#### [Given records]
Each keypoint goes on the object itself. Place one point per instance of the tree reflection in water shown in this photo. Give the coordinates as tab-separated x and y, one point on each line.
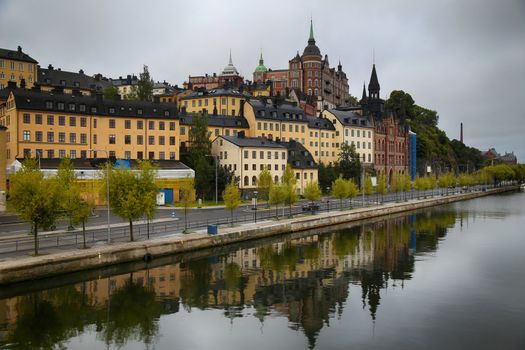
306	279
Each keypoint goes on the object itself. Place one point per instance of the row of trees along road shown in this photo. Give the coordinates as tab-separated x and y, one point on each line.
41	200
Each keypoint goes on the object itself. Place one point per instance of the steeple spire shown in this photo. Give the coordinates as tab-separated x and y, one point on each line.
311	39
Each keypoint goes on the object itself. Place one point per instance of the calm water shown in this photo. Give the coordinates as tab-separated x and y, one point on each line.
448	278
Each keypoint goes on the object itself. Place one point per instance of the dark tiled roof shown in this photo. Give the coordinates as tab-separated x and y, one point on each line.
298	156
218	120
18	55
73	80
350	118
37	100
252	142
215	92
91	163
280	111
320	123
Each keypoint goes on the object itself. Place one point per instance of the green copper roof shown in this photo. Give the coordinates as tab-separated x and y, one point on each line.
261	67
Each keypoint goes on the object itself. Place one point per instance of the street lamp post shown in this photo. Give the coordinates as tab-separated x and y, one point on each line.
255	193
216	161
107	188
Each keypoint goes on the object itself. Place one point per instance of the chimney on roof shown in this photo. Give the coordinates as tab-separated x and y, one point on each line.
241	111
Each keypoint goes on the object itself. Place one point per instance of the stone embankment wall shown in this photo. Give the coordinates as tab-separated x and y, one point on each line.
31	268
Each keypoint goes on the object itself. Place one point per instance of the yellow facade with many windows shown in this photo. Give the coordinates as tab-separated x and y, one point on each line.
56	126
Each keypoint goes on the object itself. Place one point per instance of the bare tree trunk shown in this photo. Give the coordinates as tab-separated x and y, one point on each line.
84	233
131	230
35	227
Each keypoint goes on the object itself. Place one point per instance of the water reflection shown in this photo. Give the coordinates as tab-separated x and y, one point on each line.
306	280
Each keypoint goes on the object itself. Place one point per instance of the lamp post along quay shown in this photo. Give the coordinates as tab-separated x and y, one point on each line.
107	188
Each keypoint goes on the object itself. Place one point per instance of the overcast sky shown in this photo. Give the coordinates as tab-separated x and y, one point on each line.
465	59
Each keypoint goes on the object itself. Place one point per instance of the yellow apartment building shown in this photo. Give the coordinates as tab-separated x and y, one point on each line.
214	102
15	66
53	125
248	156
354	129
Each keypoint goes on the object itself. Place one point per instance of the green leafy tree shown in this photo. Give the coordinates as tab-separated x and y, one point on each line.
264	183
352	189
340	190
36	199
143	91
349	165
125	195
312	192
381	186
187	199
327	175
232	198
277	196
368	188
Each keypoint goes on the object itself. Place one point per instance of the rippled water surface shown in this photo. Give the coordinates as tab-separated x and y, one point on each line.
452	277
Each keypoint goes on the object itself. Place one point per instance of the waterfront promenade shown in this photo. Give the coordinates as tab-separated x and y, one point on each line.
27	268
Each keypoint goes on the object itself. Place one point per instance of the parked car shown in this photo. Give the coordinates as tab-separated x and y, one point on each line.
311	207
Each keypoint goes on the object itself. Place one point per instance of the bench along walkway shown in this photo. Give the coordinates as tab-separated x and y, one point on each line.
27	268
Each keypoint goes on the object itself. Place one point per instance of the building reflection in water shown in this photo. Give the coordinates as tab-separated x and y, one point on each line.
306	280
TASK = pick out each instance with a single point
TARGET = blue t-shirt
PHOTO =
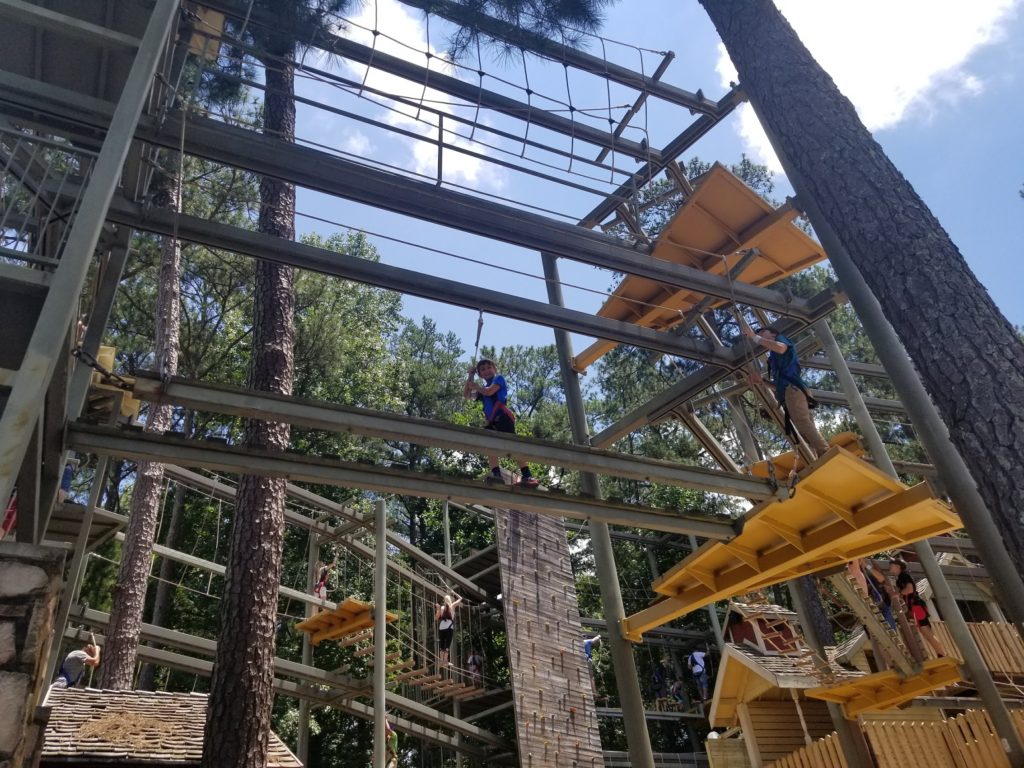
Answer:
(784, 368)
(489, 399)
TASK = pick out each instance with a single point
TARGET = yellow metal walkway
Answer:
(844, 508)
(885, 690)
(350, 616)
(722, 216)
(849, 441)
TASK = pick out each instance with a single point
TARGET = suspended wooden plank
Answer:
(349, 617)
(885, 690)
(843, 509)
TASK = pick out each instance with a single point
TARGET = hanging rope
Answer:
(479, 331)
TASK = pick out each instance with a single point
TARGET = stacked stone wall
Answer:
(30, 589)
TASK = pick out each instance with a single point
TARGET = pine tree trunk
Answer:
(136, 555)
(968, 354)
(238, 724)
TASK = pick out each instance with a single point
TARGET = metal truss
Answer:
(342, 419)
(163, 449)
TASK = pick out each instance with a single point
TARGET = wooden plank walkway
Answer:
(556, 718)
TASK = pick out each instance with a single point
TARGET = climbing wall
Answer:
(556, 718)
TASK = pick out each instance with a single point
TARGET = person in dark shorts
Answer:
(494, 395)
(444, 615)
(916, 608)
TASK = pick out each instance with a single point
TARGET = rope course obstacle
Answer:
(79, 140)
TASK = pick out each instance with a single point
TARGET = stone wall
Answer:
(30, 589)
(556, 717)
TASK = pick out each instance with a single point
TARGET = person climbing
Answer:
(391, 745)
(678, 693)
(444, 615)
(915, 605)
(474, 664)
(494, 395)
(697, 662)
(72, 670)
(657, 682)
(878, 590)
(791, 391)
(324, 572)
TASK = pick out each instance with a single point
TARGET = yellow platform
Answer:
(784, 463)
(350, 616)
(723, 216)
(885, 690)
(844, 508)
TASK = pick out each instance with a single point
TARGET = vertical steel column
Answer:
(924, 414)
(634, 718)
(716, 625)
(302, 744)
(851, 738)
(58, 310)
(943, 595)
(77, 568)
(380, 637)
(456, 709)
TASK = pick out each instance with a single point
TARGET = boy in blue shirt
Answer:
(790, 388)
(494, 394)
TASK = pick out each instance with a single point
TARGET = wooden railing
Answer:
(1000, 645)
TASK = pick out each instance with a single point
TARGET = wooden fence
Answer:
(825, 753)
(968, 740)
(999, 643)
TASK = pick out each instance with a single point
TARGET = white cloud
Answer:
(890, 58)
(406, 38)
(356, 142)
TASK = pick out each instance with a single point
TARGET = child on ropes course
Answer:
(790, 388)
(494, 395)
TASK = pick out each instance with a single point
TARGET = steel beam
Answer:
(204, 646)
(36, 15)
(410, 282)
(341, 534)
(312, 693)
(333, 175)
(22, 409)
(328, 417)
(823, 304)
(386, 480)
(568, 55)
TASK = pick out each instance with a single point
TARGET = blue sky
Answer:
(941, 89)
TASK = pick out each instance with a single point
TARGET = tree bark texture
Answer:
(238, 724)
(967, 353)
(136, 554)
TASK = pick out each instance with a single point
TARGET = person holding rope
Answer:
(791, 391)
(444, 615)
(494, 395)
(73, 668)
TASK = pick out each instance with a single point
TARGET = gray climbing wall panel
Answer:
(556, 718)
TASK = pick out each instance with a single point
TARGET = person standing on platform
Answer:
(697, 662)
(494, 394)
(73, 668)
(915, 605)
(444, 615)
(791, 391)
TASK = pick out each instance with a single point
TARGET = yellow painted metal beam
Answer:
(885, 690)
(348, 617)
(844, 508)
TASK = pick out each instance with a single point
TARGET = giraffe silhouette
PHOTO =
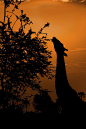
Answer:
(68, 97)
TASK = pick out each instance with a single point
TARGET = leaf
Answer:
(16, 6)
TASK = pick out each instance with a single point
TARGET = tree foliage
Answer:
(23, 59)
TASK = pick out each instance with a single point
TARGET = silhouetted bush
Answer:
(22, 59)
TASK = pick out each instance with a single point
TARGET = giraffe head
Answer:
(59, 46)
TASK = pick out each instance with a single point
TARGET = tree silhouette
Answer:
(23, 59)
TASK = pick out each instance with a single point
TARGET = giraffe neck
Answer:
(61, 82)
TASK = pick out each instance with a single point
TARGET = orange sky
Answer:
(68, 24)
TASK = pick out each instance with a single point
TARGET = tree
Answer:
(22, 59)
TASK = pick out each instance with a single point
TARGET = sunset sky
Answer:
(68, 24)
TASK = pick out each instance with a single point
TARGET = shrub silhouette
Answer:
(22, 59)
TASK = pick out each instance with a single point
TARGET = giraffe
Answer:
(67, 96)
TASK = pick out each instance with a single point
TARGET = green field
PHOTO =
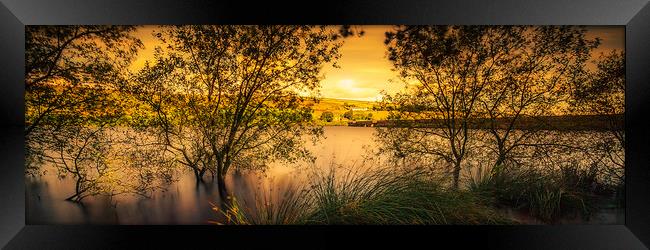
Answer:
(361, 111)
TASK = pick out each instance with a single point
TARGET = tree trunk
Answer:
(223, 190)
(456, 174)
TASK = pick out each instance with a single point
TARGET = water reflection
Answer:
(184, 201)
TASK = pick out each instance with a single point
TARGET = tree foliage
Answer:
(229, 95)
(463, 74)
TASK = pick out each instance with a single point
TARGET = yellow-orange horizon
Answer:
(364, 69)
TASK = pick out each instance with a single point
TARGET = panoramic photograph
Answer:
(324, 125)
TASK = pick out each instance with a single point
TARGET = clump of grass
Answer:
(391, 196)
(547, 196)
(291, 207)
(379, 196)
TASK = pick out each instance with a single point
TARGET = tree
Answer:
(469, 73)
(539, 66)
(327, 116)
(348, 115)
(68, 71)
(231, 93)
(59, 60)
(602, 92)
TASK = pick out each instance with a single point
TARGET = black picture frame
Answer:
(633, 14)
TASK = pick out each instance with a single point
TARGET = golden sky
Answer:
(365, 71)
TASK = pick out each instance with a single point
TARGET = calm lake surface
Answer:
(184, 202)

#### [Task instructions]
List every line of the listing above that contains the word "shirt".

#### [Expected answer]
TARGET = blue t-shirt
TARGET = boy in blue shirt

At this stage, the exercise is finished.